* _Artikel_:
+--

Die verschwommenen Bilder der abenteuerlichen Erstkontakte nähren die Sehnsüchte und Obsessionen im später gebotsbestimmten Alltag in der Normalperspektive. Gudrun Kampl hat in der Arkadenhalle des Salzburger Museums der Moderne Rupertinum ein Zimmer eingerichtet. "liebKind" lautet der Saaltext zur Wunderkammer, in der Schaukel wie Rüstung, Kuschelecke und Käfig, Abendkleid, Mobile und Traumfänger allesamt in blutrotem Samt erscheinen; gepanzert oft mit Manschetten und Schilden von trockener Tierhaut.

Das Adernkleid blutet bodendeckend zu Innereien aus, das Spinnenmobile gibt kronlüstern sein Pendant. Ein Video zeigt in endloser Wiederholung den Lebenszyklus der Indian-Armeen. Richard Wagner legt eine Tonspur aus. Die versammelten Reliquien fordern Berührung ein. Was eigentlich hindert einen daran, durch die blutunterlaufenen samtigen Falten des Schamkübels einzudringen; dem Geheimnis entgegen? Darf die Fetischkammer nicht eins werden mit dem Kinderzimmer? Scheut das bohrende Interesse vor dem Tabu zurück? Lähmt oder animiert das Verbot? Wie lange kann die Weigerung, sich dem Eindringen der Objekte ins Bewusstsein zu widersetzen, aufrechterhalten, wie lange der Impuls, selbst einzudringen, unterdrückt werden?

+--

* _Arbeitsaufträge_:
[A] Prüfe, ob die folgenden Aussagen mit dem Artikel über Gudrun Kampls Zimmer im Rupertinum übereinstimmen. Antworte jeweils mit Ja oder Nein und zitiere die entscheidenden Worte wörtlich. (i) Das Zimmer befindet sich in der Arkadenhalle des Rupertinum. (ii) Die Objekte im Zimmer erscheinen in blauem Samt. (iii) Eine Tonspur stammt von Richard Wagner.
[B] Wie lautet laut dem Artikel über Gudrun Kampls Zimmer im Rupertinum der Saaltext zur Wunderkammer?
[C] Nimm bitte den Artikel über Gudrun Kampls Zimmer im Rupertinum dort auf, wo er endet, und schreib ihn weiter.

* _Datenzeilen_:
+--

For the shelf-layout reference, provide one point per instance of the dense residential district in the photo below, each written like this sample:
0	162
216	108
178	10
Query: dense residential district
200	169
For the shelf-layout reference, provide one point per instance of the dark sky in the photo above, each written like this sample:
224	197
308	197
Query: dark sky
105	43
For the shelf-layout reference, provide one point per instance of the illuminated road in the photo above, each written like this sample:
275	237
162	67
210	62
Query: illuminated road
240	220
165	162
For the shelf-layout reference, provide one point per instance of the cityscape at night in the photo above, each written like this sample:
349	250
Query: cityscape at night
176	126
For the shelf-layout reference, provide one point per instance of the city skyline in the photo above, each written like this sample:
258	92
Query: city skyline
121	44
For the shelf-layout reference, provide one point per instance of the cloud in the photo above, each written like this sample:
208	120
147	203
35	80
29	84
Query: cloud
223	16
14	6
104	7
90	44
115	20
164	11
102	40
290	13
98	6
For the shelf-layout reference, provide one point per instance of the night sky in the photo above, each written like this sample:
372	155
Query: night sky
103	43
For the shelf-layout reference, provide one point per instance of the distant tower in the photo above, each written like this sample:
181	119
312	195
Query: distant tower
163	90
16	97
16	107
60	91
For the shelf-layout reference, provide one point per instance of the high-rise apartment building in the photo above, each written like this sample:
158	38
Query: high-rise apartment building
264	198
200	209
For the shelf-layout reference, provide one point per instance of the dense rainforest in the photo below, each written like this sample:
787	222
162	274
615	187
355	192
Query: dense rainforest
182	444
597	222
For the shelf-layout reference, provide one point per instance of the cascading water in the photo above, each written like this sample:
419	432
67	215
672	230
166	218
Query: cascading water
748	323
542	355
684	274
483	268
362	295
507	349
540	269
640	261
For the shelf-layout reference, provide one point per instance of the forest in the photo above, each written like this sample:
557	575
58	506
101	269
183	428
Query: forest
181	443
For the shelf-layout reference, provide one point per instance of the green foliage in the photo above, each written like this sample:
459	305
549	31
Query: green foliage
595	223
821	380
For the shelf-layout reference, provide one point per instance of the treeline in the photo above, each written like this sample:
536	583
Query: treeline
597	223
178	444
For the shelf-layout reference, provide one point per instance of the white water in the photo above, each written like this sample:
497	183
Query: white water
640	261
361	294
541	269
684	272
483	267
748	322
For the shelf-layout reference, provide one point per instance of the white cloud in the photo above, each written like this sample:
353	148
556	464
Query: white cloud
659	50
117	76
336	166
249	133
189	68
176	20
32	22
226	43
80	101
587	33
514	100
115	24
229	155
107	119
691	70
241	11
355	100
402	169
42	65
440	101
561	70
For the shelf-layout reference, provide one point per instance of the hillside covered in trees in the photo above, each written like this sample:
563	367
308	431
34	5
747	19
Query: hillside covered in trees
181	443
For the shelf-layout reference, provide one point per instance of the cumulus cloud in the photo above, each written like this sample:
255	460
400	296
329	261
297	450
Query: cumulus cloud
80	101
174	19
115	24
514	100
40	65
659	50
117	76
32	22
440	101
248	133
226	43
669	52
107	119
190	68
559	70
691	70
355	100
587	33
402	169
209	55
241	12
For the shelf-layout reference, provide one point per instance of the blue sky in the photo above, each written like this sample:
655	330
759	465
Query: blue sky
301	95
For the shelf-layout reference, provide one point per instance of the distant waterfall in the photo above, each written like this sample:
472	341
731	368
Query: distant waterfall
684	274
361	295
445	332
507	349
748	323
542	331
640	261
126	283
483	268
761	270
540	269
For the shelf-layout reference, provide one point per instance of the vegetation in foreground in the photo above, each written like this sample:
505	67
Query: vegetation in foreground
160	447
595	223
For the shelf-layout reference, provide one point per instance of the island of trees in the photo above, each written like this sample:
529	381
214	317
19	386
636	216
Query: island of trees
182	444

+--

* _Antworten_:
[A]
(i) Ja: „in der Arkadenhalle des Salzburger Museums der Moderne Rupertinum ein Zimmer eingerichtet“
(ii) Nein: „allesamt in blutrotem Samt erscheinen“
(iii) Ja: „Richard Wagner legt eine Tonspur aus.“

[B] Der Saaltext lautet „liebKind“.

[C]
Wer hat mit diesem Adernkleid sein Innerstes nach Außen gekehrt, wessen Intimität, wessen Heiligkeit verletzt der Reiz, es überzustreifen, sich damit den fremden Körper anzueignen? Und wohin führt die erigierte Himmelsleiter im zentralen Hof des Rupertinums? Und an wem vorbei? An den zeitgleich dort präsentierten Altvätern des Surrealen wie Viktor Brauner, die Kampl als Vorbild zugedacht werden?

Oder doch in jene Glück verheißenden Höhen, derer wir uns gerne vermittels barocken Durcheinanders von Funeralkitsch, Votivgaben und Reliquiaren zu nähern versuchen? Die wir uns bromölgedruckt über dem Ehebett als Ort ewiger Geborgenheit vortäuschen?

Weniger weit hergeholt, fertigt Gudrun Kampl Objekte zur näheren Bestimmung des Jetzt, Konstellationen, um die Geborgenheit im festen Weltbild zu erschüttern, Aufforderungen, tätig oder bewusst untätig zu sein. (DER STANDARD, Printausgabe, 6.4.2004)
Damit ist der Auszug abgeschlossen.